BEGIN STUDY MATERIAL

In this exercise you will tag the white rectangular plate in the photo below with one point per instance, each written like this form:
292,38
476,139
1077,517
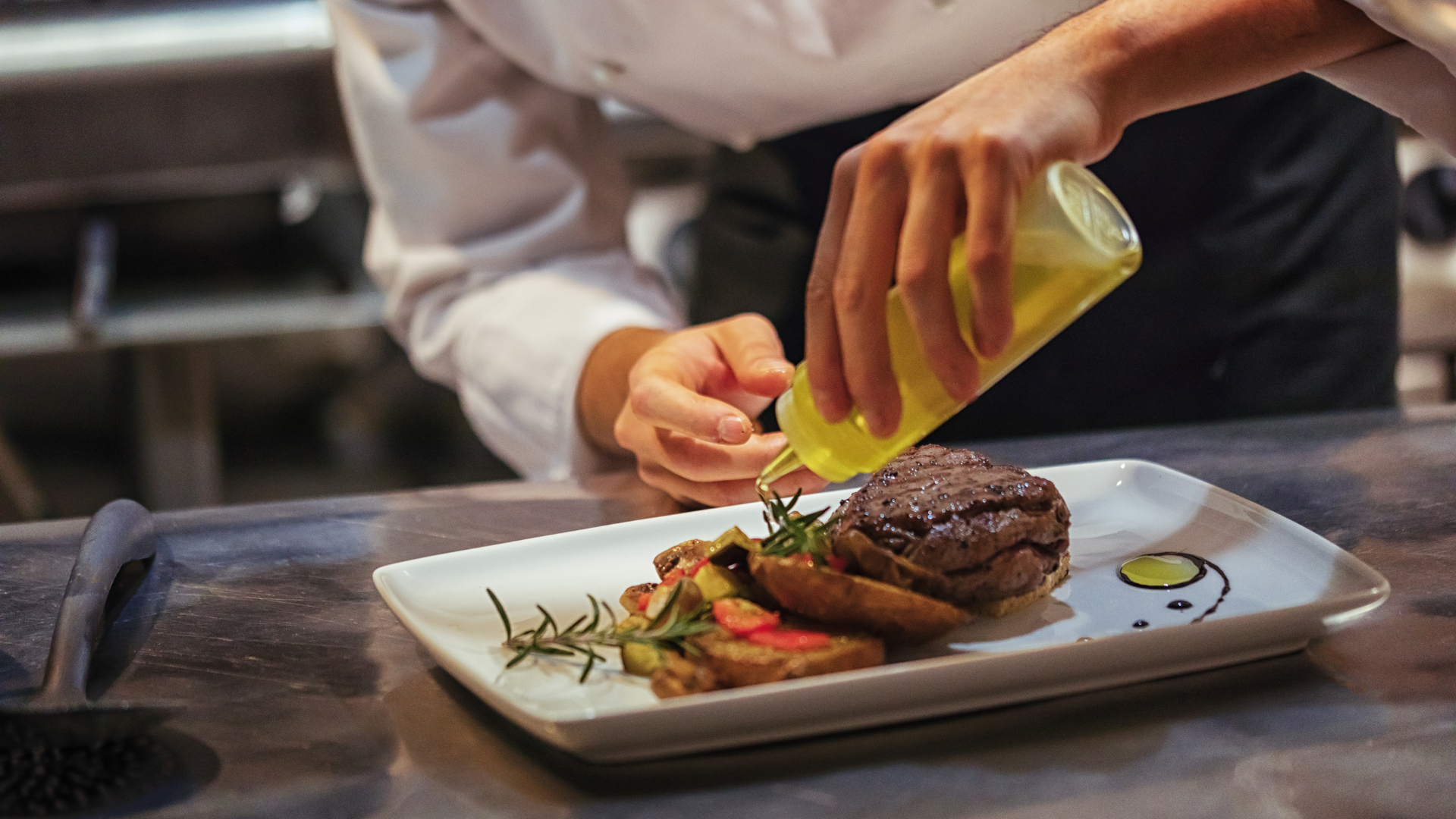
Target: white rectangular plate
1288,586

END STUDY MATERIAL

### TASK STATEMENT:
The data above needs to be retyped exactly, with the images left out.

### ANSWER SPACE:
In this exercise you will tag the white rectangular plate in the photo below with one point per instance, each written like this form:
292,38
476,139
1077,517
Target: white rectangular plate
1288,586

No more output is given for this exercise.